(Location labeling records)
____________________

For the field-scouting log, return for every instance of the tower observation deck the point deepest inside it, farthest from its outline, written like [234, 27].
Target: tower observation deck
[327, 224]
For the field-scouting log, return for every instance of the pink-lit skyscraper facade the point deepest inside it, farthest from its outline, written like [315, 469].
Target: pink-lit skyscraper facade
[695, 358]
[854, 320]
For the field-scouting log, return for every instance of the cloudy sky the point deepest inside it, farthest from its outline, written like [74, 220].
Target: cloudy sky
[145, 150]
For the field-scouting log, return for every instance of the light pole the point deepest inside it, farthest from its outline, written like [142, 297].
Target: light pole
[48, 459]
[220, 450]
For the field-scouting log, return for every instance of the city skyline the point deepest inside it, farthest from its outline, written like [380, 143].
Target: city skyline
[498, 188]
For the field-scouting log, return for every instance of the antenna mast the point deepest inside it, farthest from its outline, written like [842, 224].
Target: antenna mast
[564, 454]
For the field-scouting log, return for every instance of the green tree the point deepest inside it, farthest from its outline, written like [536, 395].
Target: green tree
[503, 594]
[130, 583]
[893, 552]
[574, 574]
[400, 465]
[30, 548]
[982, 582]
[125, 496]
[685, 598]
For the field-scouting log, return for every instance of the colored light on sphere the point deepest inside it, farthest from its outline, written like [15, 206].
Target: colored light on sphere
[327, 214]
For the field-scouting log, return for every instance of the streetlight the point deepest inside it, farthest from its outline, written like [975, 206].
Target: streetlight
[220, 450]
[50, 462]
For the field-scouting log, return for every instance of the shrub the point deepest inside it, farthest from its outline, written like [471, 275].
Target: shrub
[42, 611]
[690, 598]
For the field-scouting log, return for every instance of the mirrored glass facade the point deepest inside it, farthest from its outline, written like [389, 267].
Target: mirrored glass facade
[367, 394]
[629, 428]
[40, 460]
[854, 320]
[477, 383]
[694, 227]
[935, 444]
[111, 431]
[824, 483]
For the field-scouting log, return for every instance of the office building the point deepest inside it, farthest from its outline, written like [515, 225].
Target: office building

____________________

Using the records above, please retype only the run of lines from the line holding "like [471, 275]." through the last line, both ends included.

For the field-scouting log, return for every instance of the shrub the point deepest inside it, farthest from its outline, written like [471, 275].
Target: shrub
[42, 611]
[690, 598]
For the field-scouting log, return for every instance of the mirrored glass facade the point deepest inside it, farthest from its outline, written like [389, 267].
Target: mirrored glass facade
[367, 394]
[629, 428]
[40, 460]
[854, 320]
[477, 383]
[694, 227]
[935, 444]
[111, 431]
[824, 483]
For the field-scouting log, return for every instance of the office building the point deepest inside it, farthest from its outline, written like [515, 225].
Target: office building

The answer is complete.